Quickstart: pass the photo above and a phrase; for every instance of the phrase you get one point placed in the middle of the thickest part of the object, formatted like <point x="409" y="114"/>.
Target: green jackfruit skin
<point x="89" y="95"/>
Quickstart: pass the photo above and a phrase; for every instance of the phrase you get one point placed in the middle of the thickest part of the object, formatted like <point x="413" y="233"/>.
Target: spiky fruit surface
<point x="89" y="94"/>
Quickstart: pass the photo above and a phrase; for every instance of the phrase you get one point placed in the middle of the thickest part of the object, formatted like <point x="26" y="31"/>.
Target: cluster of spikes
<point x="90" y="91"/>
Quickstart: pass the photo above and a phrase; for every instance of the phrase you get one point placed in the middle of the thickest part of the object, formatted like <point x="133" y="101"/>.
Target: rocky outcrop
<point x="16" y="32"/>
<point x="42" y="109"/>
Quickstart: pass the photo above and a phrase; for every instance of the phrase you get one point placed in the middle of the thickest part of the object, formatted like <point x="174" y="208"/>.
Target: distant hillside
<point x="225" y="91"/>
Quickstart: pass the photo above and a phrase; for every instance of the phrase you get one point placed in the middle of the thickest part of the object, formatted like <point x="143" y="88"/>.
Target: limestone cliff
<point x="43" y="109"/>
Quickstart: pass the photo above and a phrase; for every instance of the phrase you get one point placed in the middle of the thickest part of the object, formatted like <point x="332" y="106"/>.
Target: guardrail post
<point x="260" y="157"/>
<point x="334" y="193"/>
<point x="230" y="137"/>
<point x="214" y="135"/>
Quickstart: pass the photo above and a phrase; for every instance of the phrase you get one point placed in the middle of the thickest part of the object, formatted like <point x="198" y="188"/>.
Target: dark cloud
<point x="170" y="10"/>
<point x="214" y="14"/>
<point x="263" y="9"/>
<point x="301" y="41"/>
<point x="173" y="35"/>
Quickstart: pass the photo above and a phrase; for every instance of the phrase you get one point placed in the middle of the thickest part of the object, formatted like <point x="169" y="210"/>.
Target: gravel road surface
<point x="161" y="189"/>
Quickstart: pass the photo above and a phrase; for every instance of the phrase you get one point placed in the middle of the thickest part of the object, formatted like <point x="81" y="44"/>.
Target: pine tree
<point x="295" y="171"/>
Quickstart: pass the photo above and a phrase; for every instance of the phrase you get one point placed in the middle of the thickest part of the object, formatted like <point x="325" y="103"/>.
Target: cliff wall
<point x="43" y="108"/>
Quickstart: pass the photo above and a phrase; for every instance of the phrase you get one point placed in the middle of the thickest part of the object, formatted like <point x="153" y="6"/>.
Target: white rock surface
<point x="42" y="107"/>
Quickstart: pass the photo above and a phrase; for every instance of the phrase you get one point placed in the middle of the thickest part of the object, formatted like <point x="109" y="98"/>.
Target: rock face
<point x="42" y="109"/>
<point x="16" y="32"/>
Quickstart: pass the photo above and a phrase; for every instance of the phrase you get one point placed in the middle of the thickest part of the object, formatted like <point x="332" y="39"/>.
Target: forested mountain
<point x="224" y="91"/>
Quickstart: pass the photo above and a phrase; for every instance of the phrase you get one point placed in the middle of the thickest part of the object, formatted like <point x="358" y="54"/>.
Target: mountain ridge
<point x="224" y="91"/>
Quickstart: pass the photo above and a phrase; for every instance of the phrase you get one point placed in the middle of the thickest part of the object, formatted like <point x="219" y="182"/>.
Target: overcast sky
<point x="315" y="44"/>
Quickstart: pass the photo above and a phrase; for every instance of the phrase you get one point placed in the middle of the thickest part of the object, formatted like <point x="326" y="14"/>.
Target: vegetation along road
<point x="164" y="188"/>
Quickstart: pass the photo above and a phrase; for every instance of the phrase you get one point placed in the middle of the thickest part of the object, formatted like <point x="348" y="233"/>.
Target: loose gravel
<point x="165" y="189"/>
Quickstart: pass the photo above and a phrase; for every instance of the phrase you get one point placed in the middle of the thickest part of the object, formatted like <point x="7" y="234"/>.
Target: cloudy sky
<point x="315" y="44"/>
####
Reproduce every line of the material exactly.

▶ Written solution
Quickstart: pass the photo above and a phrase; for every instance of the phrase you get one point placed in the middle of the thickest part of the object, formatted like <point x="409" y="114"/>.
Target: green jackfruit skin
<point x="89" y="95"/>
Quickstart: pass the photo above and a phrase; for every instance of the phrase you get one point placed in the middle of the thickest part of the object, formatted like <point x="413" y="233"/>.
Target: spiky fruit surface
<point x="89" y="94"/>
Quickstart: pass the photo above and a phrase; for every instance of the phrase you get one point placed in the middle of the thickest part of the object, formatted like <point x="26" y="31"/>.
Target: cluster of spikes
<point x="90" y="91"/>
Quickstart: pass the photo above and a phrase; for every instance of the phrase you get one point placed in the middle of the thickest part of the object, formatted like <point x="133" y="101"/>.
Target: rocky outcrop
<point x="16" y="32"/>
<point x="42" y="109"/>
Quickstart: pass the photo above and a phrase; for every instance of the phrase you get one point placed in the middle of the thickest part of the object, formatted like <point x="174" y="208"/>.
Target: distant hillside
<point x="225" y="91"/>
Quickstart: pass the photo above and a phrase; for every instance of the phrase you get one point placed in the middle of the thickest part of the object, formatted like <point x="143" y="88"/>.
Target: limestone cliff
<point x="43" y="109"/>
Quickstart: pass the photo above and a phrase; for every instance of the phrase you get one point placed in the middle of the thickest part of the object, formatted like <point x="332" y="106"/>.
Target: guardrail post
<point x="260" y="157"/>
<point x="334" y="193"/>
<point x="230" y="137"/>
<point x="214" y="135"/>
Quickstart: pass the photo above and a phrase; for every instance of the phrase you get one point placed in the middle of the thickest part of the object, formatted like <point x="198" y="188"/>.
Target: dark cloud
<point x="170" y="10"/>
<point x="214" y="14"/>
<point x="263" y="9"/>
<point x="301" y="41"/>
<point x="173" y="35"/>
Quickstart: pass the photo above and a phrase; for every instance of the phrase you get one point placed in the middle of the thickest part of the object, formatted like <point x="169" y="210"/>.
Target: gravel road surface
<point x="161" y="189"/>
Quickstart: pass the photo above and a phrase; for every instance of the phrase you get one point placed in the middle of the thickest part of the object, formatted like <point x="81" y="44"/>.
Target: pine tree
<point x="295" y="171"/>
Quickstart: pass the photo above and a phrase; for every instance of the phrase you get one point placed in the middle of the thickest part of the object, formatted like <point x="325" y="103"/>.
Target: cliff wall
<point x="43" y="108"/>
Quickstart: pass the photo above and a phrase; for every instance of the phrase you get one point placed in the middle of the thickest part of the object, formatted like <point x="153" y="6"/>.
Target: white rock surface
<point x="42" y="107"/>
Quickstart: pass the photo above and a phrase; for every instance of the phrase you get one point placed in the middle of the thickest part of the object, formatted like <point x="109" y="98"/>.
Target: rock face
<point x="42" y="109"/>
<point x="16" y="32"/>
Quickstart: pass the photo above and a phrase; for every instance of the phrase you get one point placed in the middle of the thickest part of the object, formatted like <point x="332" y="39"/>.
Target: forested mountain
<point x="224" y="91"/>
Quickstart: pass the photo above and a phrase; for every instance of the phrase you get one point placed in the middle of the thickest part of the object, formatted like <point x="358" y="54"/>.
Target: mountain ridge
<point x="224" y="91"/>
Quickstart: pass the photo above and a phrase; for every instance of the phrase you get one point placed in the middle of the thickest part of the object, formatted like <point x="219" y="182"/>.
Target: overcast sky
<point x="315" y="44"/>
Quickstart: pass the photo above and a phrase; for every instance of the phrase you get one point placed in the middle of the thickest part of the object, formatted like <point x="326" y="14"/>.
Target: vegetation along road
<point x="164" y="188"/>
Quickstart: pass the photo above and a phrase; for every instance of the phrase you get one point placed in the middle of the thickest part of the object, formatted like <point x="348" y="233"/>.
Target: loose gravel
<point x="165" y="189"/>
Quickstart: pass the photo above and a phrase; for every instance of the phrase you get one point placed in the middle of the thickest part of the object, formatted like <point x="7" y="234"/>.
Target: cloudy sky
<point x="315" y="44"/>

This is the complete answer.